** PASSAGE PROVIDED **
Moving beyond P values: Everyday data analysis with estimation plots

Joses Ho, Tayfun Tumkaya, Sameer Aryal, Hyungwon Choi, Adam Claridge-Chang

Preprint posted on July 26, 2018

Article now published in Nature Methods at

A visual, intuitive and widely accessible tool could finally help us move from asking “does it?” to “how much?”

Selected by Gautam Dey


Statistical analysis in the biological sciences has long been dominated by null-hypothesis significance testing (NHST). Statisticians and quantitatively-minded biologists alike have been crying themselves hoarse about the fallacies and intrinsic limitations associated with this approach for, believe it or not, approximately 75 years1,2. Unfortunately, there has been little consensus on the practical steps needed to achieve significant reform.

The authors illustrate the key limitations of NHST as well as their proposed solution using an experimental setup we are all too familiar with: one containing two groups of data points, representing a control and a test/intervention sample. Such an experiment would be traditionally visualized using bar graphs (Fig 1A), box plots (Fig 1B) or perhaps scatterplots (Fig 1C) and analyzed by a Student’s t-test or related NHST variant.

Figure 1: Reproduced from Figure 1 of Ho et al. 2018 under a CC-BY-NC-ND 4.0 international license. 2-groups data represented by bar plots (A), box plots (B), and scatter plots with jitter (C). (D) Histogram-like scatter plots with jitter, with null-hypothesis distribution and p-value (red segment). (E) Estimation plot with difference of means distribution and 95% CI (red line).

** TO DO **
a – According to the estimation plots piece, why do the authors use a setup with a control group and a test group to show the limits of NHST and their proposed solution? Answer in one to three sentences.
b – Go on with the piece about estimation plots, starting after the Figure 1 caption.
The saved entries have nothing to do with this work.

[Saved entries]
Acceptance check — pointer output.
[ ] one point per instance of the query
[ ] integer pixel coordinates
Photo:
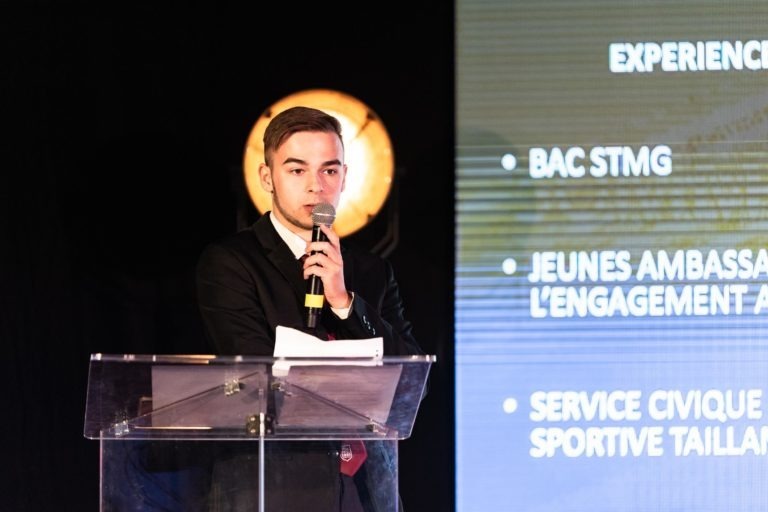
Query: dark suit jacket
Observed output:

==

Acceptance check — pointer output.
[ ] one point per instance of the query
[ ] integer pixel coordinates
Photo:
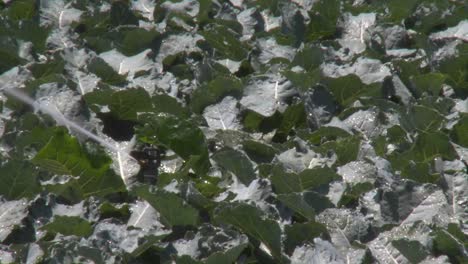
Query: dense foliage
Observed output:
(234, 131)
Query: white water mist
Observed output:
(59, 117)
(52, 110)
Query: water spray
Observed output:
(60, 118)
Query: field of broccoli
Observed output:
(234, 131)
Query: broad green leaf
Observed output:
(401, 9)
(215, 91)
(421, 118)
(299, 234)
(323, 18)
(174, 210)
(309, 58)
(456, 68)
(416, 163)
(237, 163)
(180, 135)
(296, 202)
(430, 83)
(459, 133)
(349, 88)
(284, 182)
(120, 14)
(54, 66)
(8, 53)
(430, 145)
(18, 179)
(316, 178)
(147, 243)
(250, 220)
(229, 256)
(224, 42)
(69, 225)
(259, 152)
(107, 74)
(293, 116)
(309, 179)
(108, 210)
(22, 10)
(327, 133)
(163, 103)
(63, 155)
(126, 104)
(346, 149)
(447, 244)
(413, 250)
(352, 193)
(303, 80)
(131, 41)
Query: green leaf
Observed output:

** OUTPUTS BY TASK **
a – They use it because it is an experimental setup that readers are all too familiar with. It consists of two groups of data points, one a control and one a test or intervention sample.

b –
What is wrong with the status quo?  

  • The NHST focuses purely on a binary decision3 to accept or reject the null hypothesis (that the means of both groups are identical) and diverts attention away from the actual effect size; this is emphasized by bar plots and only moderately mitigated by box and scatter plots.
  • Visualizing the null distribution and the p-value threshold (Fig 1D, red tail) helps drive home the issues with NHST. First, even an infinitesimally small intervention to any real system will produce at least some effect, making the zero-effect hypothesis intrinsically flawed4. Second, since the p-value threshold (usually 0.05) actually lies within the tail of the null distribution, we are concluding that control and test samples are different by demonstrating that they are sometimes the same!


How to fix it?

  • Estimation plots focus on the difference of means (Fig 1E). The visual representation helps focus attention on the effect size, which is what we (should) actually care about. The 95% confidence interval5 (red bar in Fig 1E), that encompasses the bulk of the ∆ sampling-error distribution (by definition), is more intuitively grasped and much better behaved than the p-value. In this case, we are concluding that control and test samples are different by demonstrating that they are almost always different.


Why I chose this preprint  

I loved this preprint! The estimation plot provides a complete yet visually accessible description of the data- and working through the steps in Figure 1 has given me a visual framework to interpret what I thought I understood about hypothesis testing. More importantly, the authors go to great lengths to make estimation plotting broadly accessible- by providing 5 different ways in which to create them, ranging from Python code to a handy web tool that requires no programming experience whatsoever. Go ahead- try it out!



  1. Berkson, J. Tests of Significance Considered as Evidence. J. Am. Stat. Assoc. 37, 325–335 (1942).
  2. Halsey, L. G., Curran-Everett, D., Vowler, S. L. & Drummond, G. B. The fickle P value generates irreproducible results. Nat. Methods 12, 179–185 (2015).
  3. McShane, B. B. & Gal, D. Statistical Significance and the Dichotomization of Evidence. J. Am. Stat. Assoc. 112, 885–895 (2017).
  4. Cohen, J. The earth is round (p < .05). Am. Psychol. 49, 997–1003 (1994).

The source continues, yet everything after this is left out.